§ **Work to complete**:
Please revise the records by changing "traffic sign" to "street sign" and leaving everything else as it is. Begin at the line that has "I need bounding boxes for every distant", stop after the line that has "[0,0,324,425]", and return only those lines.

....

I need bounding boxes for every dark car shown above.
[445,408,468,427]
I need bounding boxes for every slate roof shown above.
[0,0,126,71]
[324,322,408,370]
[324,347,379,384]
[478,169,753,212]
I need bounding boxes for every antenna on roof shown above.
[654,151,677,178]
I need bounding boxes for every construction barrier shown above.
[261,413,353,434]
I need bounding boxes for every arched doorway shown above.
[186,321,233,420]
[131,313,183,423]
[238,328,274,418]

....

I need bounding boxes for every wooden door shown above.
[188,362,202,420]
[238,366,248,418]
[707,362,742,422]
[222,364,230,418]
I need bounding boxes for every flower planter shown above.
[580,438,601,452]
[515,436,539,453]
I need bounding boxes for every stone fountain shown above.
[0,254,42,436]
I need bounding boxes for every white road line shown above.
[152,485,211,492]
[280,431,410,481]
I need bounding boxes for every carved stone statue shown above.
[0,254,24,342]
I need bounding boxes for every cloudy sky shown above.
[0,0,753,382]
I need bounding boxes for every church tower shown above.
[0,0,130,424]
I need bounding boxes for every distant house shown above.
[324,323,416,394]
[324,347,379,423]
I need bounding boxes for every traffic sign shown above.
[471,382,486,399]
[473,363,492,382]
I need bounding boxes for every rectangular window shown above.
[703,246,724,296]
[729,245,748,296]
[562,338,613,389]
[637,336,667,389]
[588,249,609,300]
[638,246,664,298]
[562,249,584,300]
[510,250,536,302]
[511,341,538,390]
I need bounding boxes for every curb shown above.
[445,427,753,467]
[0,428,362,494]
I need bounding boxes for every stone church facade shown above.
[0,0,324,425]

....

§ **Solution to this problem**:
I need bounding boxes for every distant house shown above.
[324,323,416,394]
[324,347,379,423]
I need bounding boxes for every street sign shown above.
[471,382,486,399]
[473,363,492,382]
I need bounding boxes for every rectangular window shown above.
[703,246,724,296]
[729,245,748,296]
[562,338,613,389]
[637,336,667,389]
[588,249,609,300]
[638,246,664,298]
[562,249,584,300]
[510,250,536,302]
[511,341,538,390]
I need bounding boxes for every curb shown above.
[445,427,753,467]
[0,428,362,494]
I need bounding boxes for every stone church facade shown above.
[0,0,324,425]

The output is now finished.